EXTRACT TO READ -
[start]
DEPARTMENT FOR SA/INS, EB
PASS TO USTR:AWILLS
COMMERCE FOR ITA:ABENAISSA
TREASURY FOR SRI LANKA DESK:RADKINS

E.O. 12958: N/A
TAGS: ECON ETRD CE USTR ECONOMICS
SUBJECT: SRI LANKAN ECONOMY GROWS 5.5% IN THIRD
QUARTER



1. Summary: The Sri Lankan economy expanded by 5.6%
in the third quarter, in line with the projected
growth of 5.5% for 2003. The Central Bank said the
5.5% growth for the full year was still achievable,
despite recent political divisions and uncertainties.
The Central Bank, however, stressed that continued
peace, political stability and speedy implementation
of infrastructure projects will be key to maintain
momentum and achieve the higher 6% growth projected
in 2004. End Summary

Services boost economy


--------------------------




2. The Sri Lankan economy expanded by 5.6% in the
third quarter of 2003 contributing to an average 5.6%
growth rate in the first three quarters, compared
with 2.9% growth in the same period in 2002.
Significantly, this was the fifth straight quarter in
which growth exceeded 5.5%. The positive results in
the third quarter were mainly driven by strong (8.3%)
growth in the services sector, which contributed 79%
to overall growth. Banking, trading, communications,
port services and tourism posted double digit growth
during this period. In 2003, tourist arrivals
reached 500,000 for the first time, up 27% from
393,000 arrivals in 2002.
[end]
SUPPLIED ENTRIES -
[start]
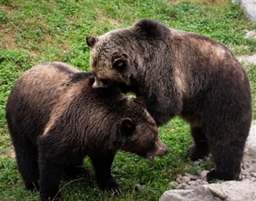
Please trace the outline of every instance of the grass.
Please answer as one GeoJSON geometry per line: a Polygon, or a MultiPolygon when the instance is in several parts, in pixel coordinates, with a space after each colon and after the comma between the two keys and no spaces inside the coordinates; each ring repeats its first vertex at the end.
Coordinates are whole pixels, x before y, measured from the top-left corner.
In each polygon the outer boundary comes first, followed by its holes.
{"type": "MultiPolygon", "coordinates": [[[[244,37],[256,29],[237,4],[229,0],[0,0],[0,200],[40,200],[37,192],[24,190],[15,160],[7,156],[10,147],[4,107],[15,81],[25,70],[44,61],[59,61],[88,70],[89,48],[84,38],[131,26],[147,18],[174,29],[210,37],[226,45],[235,55],[256,52],[256,40],[244,37]]],[[[244,67],[251,82],[256,118],[256,66],[244,67]]],[[[137,156],[118,153],[113,174],[122,186],[115,197],[101,192],[95,178],[69,181],[63,177],[65,200],[158,200],[172,187],[175,175],[195,171],[185,159],[191,143],[189,126],[178,118],[159,128],[169,148],[168,156],[148,162],[137,156]],[[142,192],[134,191],[140,184],[142,192]]],[[[86,159],[84,163],[91,167],[86,159]]]]}

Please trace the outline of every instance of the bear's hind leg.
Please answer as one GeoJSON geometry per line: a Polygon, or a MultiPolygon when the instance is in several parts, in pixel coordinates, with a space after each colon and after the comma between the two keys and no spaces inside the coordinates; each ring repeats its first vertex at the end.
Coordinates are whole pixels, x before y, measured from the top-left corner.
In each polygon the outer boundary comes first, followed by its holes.
{"type": "Polygon", "coordinates": [[[12,138],[18,170],[28,190],[39,190],[38,150],[29,140],[12,138]]]}
{"type": "Polygon", "coordinates": [[[65,174],[73,178],[88,178],[92,171],[83,167],[83,162],[77,165],[65,165],[64,167],[65,174]]]}
{"type": "Polygon", "coordinates": [[[211,143],[211,151],[215,169],[207,174],[208,181],[237,179],[241,172],[244,145],[235,141],[227,144],[213,142],[211,143]]]}
{"type": "Polygon", "coordinates": [[[102,191],[107,189],[110,193],[121,194],[121,187],[111,175],[111,167],[115,151],[110,151],[98,157],[89,156],[95,170],[98,186],[102,191]]]}
{"type": "Polygon", "coordinates": [[[201,127],[191,126],[191,134],[194,144],[188,148],[186,156],[192,161],[203,159],[210,153],[205,132],[201,127]]]}
{"type": "Polygon", "coordinates": [[[62,200],[59,189],[62,167],[55,164],[54,160],[40,156],[40,195],[42,200],[62,200]]]}

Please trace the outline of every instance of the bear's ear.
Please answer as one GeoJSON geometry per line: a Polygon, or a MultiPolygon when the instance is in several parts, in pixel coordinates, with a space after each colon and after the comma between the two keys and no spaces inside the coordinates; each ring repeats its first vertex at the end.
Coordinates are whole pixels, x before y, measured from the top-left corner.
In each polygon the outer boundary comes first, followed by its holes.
[end]
INSTRUCTION 1 -
Answer these questions using the passage on the Sri Lankan economy:
(a) What growth rate is projected for 2004?
(b) What growth rate did the economy record in the first three quarters of 2002?
(c) How many tourist arrivals were recorded in 2002?
INSTRUCTION 2 - Return, word for word, the part of the passage on the Sri Lankan economy starting with "Significantly, this was" and going on through "arrivals in 2002.".

FINAL RESULT 1 -
(a) 6%
(b) 2.9%
(c) 393,000

FINAL RESULT 2 -
Significantly, this was the fifth straight quarter in
which growth exceeded 5.5%. The positive results in
the third quarter were mainly driven by strong (8.3%)
growth in the services sector, which contributed 79%
to overall growth. Banking, trading, communications,
port services and tourism posted double digit growth
during this period. In 2003, tourist arrivals
reached 500,000 for the first time, up 27% from
393,000 arrivals in 2002.